* **WHAT TO DO**
Copy out the items below, replacing each "one dot per instance" with "one point per instance" and leaving everything else unchanged.

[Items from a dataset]
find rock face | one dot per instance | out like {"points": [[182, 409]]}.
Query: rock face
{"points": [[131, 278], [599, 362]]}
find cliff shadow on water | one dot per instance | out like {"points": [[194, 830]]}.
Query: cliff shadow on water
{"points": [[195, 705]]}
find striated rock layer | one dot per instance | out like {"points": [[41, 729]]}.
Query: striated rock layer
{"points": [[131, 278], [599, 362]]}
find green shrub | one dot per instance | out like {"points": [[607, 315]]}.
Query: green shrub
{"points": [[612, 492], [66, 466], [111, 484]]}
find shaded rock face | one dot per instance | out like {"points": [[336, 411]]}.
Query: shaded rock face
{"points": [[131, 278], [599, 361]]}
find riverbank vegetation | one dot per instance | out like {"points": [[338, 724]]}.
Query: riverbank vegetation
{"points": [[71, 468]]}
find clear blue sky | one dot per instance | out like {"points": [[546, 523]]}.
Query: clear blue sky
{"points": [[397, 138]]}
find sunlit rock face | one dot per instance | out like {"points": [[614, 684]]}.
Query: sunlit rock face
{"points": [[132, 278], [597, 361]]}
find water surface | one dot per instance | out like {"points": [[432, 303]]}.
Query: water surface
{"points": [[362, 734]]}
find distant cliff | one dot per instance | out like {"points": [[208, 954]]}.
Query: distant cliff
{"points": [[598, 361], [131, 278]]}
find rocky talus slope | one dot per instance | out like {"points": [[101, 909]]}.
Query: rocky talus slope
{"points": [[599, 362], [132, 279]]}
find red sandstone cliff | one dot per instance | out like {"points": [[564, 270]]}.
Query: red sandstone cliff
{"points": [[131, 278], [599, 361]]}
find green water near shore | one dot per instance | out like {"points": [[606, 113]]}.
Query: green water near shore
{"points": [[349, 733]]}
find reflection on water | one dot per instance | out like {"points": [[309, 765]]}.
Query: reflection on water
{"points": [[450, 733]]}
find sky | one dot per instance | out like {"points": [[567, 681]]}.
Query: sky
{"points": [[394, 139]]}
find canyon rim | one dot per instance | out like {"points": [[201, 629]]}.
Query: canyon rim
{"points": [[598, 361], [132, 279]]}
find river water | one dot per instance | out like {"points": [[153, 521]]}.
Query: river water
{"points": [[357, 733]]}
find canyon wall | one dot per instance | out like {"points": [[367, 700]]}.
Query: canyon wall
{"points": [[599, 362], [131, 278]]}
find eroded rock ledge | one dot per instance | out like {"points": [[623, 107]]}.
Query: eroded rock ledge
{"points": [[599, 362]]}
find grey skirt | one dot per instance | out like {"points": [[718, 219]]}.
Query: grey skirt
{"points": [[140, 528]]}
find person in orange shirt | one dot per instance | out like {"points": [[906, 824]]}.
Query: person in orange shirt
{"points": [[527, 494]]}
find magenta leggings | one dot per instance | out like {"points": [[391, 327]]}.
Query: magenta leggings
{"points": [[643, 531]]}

* **FINAL ANSWER**
find rock face | one point per instance | out like {"points": [[182, 409]]}.
Query: rock face
{"points": [[131, 278], [599, 362]]}
find cliff shadow on water | one point per instance | out like {"points": [[194, 830]]}.
Query: cliff shadow on water
{"points": [[195, 705]]}
find striated rock layer | one point per instance | out like {"points": [[41, 729]]}.
Query: striated rock layer
{"points": [[131, 278], [599, 362]]}
find green shrub | one point per instance | out like {"points": [[607, 315]]}.
Query: green shrub
{"points": [[612, 492], [66, 466], [111, 484]]}
find shaded rock face | one point per instance | out like {"points": [[336, 411]]}.
Query: shaded rock face
{"points": [[131, 278], [599, 361]]}
find riverbank vegetation | one point per instance | out like {"points": [[338, 724]]}.
Query: riverbank vegetation
{"points": [[71, 468]]}
find clear blue sky | one point per instance | out like {"points": [[546, 523]]}.
Query: clear blue sky
{"points": [[397, 138]]}
find sunlit rock face | one point per instance | out like {"points": [[614, 684]]}.
Query: sunlit rock face
{"points": [[132, 278], [597, 361]]}
find water surface | one point per instance | out like {"points": [[432, 303]]}.
Query: water surface
{"points": [[362, 734]]}
find distant cliff | one point per instance | out like {"points": [[208, 954]]}.
Query: distant cliff
{"points": [[598, 361], [131, 278]]}
find rocky talus slope | one point per instance | out like {"points": [[101, 909]]}.
Query: rocky talus slope
{"points": [[599, 362], [132, 279]]}
find red sandstone cliff | one point per instance | out like {"points": [[564, 270]]}.
Query: red sandstone cliff
{"points": [[131, 278], [599, 361]]}
find green water near shore | one point per instance | out like {"points": [[606, 113]]}.
Query: green water near shore
{"points": [[349, 733]]}
find reflection on water | one point per instance | out like {"points": [[309, 765]]}.
Query: reflection on water
{"points": [[450, 733]]}
find sky | one point per instance | out like {"points": [[567, 681]]}.
Query: sky
{"points": [[394, 139]]}
find canyon rim | one point per instance | out like {"points": [[201, 629]]}.
Query: canyon rim
{"points": [[598, 361], [132, 279]]}
find river water | one point per instance | out like {"points": [[153, 521]]}.
Query: river water
{"points": [[357, 733]]}
find canyon wall | one point per instance | out like {"points": [[367, 700]]}.
Query: canyon wall
{"points": [[599, 362], [131, 278]]}
find eroded rock ledge | one point per instance | out like {"points": [[623, 107]]}.
Query: eroded rock ledge
{"points": [[599, 362]]}
find grey skirt | one point per instance | out like {"points": [[718, 219]]}.
Query: grey skirt
{"points": [[140, 528]]}
find person in orange shirt | one point per instance | out like {"points": [[906, 824]]}.
Query: person in orange shirt
{"points": [[527, 494]]}
find magenta leggings | one point per instance | out like {"points": [[391, 327]]}.
Query: magenta leggings
{"points": [[643, 531]]}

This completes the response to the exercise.